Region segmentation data
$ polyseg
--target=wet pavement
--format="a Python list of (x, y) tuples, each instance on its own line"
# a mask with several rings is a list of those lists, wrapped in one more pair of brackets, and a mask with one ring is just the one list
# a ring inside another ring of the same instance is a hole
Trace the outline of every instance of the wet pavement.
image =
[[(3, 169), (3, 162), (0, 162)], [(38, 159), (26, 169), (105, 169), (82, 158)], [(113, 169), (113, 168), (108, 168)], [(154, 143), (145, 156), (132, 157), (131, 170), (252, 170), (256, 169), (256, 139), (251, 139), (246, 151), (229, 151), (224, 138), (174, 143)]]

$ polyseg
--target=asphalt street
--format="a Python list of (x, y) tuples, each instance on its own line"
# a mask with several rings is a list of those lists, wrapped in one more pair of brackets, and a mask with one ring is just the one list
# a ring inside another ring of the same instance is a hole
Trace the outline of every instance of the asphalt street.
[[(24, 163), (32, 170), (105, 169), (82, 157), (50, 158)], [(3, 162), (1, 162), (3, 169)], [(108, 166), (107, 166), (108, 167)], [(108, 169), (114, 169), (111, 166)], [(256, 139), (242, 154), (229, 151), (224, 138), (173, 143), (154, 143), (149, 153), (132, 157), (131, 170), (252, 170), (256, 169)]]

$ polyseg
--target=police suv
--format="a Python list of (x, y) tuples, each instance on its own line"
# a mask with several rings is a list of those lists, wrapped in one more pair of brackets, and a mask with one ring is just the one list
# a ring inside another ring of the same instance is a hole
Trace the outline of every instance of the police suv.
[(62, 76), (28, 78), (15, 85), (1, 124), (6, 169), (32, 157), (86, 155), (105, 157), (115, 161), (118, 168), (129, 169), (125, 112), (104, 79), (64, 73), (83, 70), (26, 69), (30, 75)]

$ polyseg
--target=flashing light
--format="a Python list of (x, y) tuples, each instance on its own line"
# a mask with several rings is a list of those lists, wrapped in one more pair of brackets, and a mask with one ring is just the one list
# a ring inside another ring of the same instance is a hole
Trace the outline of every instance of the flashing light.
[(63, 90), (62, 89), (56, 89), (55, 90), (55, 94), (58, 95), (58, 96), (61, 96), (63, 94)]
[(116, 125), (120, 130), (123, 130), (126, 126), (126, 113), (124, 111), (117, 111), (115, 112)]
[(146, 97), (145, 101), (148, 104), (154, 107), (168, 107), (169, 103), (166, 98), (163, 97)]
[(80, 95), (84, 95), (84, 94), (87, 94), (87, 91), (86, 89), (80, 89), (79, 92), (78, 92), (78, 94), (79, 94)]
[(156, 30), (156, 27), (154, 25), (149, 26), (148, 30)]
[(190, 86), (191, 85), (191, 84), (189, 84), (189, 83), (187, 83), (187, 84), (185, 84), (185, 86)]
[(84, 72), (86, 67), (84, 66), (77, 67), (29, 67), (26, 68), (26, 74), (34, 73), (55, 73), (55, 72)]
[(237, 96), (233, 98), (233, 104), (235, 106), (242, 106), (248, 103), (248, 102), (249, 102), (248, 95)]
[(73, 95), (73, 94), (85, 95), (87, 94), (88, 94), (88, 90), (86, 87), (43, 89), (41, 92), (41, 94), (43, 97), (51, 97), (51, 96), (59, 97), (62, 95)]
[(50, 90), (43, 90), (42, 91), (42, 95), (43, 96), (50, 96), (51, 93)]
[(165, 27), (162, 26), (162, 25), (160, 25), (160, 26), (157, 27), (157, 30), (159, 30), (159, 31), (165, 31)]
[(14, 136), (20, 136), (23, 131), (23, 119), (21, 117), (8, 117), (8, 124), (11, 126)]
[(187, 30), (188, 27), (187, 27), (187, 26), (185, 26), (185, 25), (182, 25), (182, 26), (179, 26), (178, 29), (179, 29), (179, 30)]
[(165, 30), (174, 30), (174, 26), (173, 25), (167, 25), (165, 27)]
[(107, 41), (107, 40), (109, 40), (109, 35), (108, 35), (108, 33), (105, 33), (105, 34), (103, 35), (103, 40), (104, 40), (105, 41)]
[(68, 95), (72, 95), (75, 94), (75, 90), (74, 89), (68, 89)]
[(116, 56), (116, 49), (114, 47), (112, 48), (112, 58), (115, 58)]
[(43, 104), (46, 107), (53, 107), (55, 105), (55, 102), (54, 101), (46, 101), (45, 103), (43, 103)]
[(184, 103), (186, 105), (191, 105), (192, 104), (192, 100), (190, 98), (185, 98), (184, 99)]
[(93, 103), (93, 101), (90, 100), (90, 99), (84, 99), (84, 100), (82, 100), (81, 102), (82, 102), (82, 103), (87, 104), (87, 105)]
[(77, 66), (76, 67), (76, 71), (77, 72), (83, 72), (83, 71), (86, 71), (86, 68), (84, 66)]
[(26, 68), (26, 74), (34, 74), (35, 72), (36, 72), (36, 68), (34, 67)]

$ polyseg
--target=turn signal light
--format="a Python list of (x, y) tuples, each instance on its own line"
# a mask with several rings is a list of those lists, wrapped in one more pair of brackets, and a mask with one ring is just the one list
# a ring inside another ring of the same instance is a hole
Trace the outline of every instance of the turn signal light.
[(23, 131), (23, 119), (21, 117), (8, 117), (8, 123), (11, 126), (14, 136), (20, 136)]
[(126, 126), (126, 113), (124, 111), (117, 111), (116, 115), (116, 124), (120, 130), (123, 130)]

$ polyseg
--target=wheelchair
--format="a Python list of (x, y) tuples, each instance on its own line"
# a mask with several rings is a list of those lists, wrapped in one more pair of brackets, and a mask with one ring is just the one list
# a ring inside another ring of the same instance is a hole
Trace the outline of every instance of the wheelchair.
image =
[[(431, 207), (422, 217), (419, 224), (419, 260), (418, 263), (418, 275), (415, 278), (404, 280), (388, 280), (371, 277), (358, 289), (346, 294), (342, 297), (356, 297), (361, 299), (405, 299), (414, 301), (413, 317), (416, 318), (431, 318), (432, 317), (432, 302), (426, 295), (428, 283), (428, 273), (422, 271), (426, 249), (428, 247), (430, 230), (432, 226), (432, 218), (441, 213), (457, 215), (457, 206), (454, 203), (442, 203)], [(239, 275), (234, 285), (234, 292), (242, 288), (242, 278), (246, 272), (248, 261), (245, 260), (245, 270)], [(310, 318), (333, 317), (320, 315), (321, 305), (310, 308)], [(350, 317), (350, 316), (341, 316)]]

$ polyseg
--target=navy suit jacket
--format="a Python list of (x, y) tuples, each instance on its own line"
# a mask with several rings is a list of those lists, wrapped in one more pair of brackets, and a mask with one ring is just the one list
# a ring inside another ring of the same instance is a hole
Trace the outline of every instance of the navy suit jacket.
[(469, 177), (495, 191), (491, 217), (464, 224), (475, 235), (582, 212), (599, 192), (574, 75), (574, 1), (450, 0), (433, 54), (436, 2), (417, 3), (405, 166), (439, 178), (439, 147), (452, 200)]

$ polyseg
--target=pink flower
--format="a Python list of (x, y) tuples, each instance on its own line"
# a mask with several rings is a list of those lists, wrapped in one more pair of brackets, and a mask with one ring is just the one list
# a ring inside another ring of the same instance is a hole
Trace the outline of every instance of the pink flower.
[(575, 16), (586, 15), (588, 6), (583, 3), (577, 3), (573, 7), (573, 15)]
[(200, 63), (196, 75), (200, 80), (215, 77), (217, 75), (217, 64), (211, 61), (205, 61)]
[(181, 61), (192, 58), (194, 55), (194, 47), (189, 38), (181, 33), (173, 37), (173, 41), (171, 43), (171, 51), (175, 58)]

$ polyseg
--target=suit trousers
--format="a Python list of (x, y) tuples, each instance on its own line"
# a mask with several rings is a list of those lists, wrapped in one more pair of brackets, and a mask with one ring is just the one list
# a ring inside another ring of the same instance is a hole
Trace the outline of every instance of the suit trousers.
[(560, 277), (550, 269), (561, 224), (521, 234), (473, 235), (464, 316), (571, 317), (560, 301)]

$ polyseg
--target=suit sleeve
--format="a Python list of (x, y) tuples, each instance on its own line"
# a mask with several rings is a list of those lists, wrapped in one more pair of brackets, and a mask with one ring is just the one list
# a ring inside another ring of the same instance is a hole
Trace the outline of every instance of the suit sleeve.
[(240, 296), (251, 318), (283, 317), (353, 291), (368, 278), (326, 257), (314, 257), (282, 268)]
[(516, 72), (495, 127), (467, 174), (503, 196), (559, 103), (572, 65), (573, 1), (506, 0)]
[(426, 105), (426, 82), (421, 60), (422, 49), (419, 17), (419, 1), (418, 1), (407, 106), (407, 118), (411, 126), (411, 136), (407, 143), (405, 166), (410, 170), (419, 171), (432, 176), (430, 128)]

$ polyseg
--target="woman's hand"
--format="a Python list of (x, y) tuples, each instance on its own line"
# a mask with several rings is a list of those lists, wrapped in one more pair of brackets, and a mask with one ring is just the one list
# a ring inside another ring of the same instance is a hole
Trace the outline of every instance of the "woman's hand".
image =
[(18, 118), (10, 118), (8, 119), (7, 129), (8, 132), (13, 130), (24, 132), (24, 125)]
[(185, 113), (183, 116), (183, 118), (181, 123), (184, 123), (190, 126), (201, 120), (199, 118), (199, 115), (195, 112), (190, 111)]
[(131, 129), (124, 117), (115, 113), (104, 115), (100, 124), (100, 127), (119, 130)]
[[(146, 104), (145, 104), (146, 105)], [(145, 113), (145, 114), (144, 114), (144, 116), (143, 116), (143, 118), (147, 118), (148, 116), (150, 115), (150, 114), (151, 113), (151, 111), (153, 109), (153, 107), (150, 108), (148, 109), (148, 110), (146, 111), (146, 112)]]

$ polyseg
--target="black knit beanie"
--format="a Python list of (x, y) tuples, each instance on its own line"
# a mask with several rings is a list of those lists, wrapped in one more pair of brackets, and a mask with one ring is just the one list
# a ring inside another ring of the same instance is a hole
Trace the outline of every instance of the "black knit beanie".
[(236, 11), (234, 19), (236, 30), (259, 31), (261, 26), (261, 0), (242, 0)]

= Given task =
Can you write out the entries from the very start through the line containing "138), (174, 143)]]", changing "wet pavement" to "slick roadway" and leaving everything else the same?

= Response to the exercise =
$ polyseg
--target=slick roadway
--format="a Python list of (x, y) tuples, each instance on its own line"
# a mask with several rings is a list of those lists, wrapped in one more pair of brackets, and a mask with one ring is just the one list
# a ring inside another ring of the same instance is a hole
Trace the outline of every instance of the slick roadway.
image =
[[(3, 169), (3, 162), (0, 162)], [(38, 159), (26, 169), (105, 169), (82, 158)], [(113, 169), (113, 168), (108, 168)], [(154, 143), (145, 156), (132, 157), (131, 170), (252, 170), (256, 169), (256, 139), (251, 139), (246, 151), (229, 151), (224, 138), (174, 143)]]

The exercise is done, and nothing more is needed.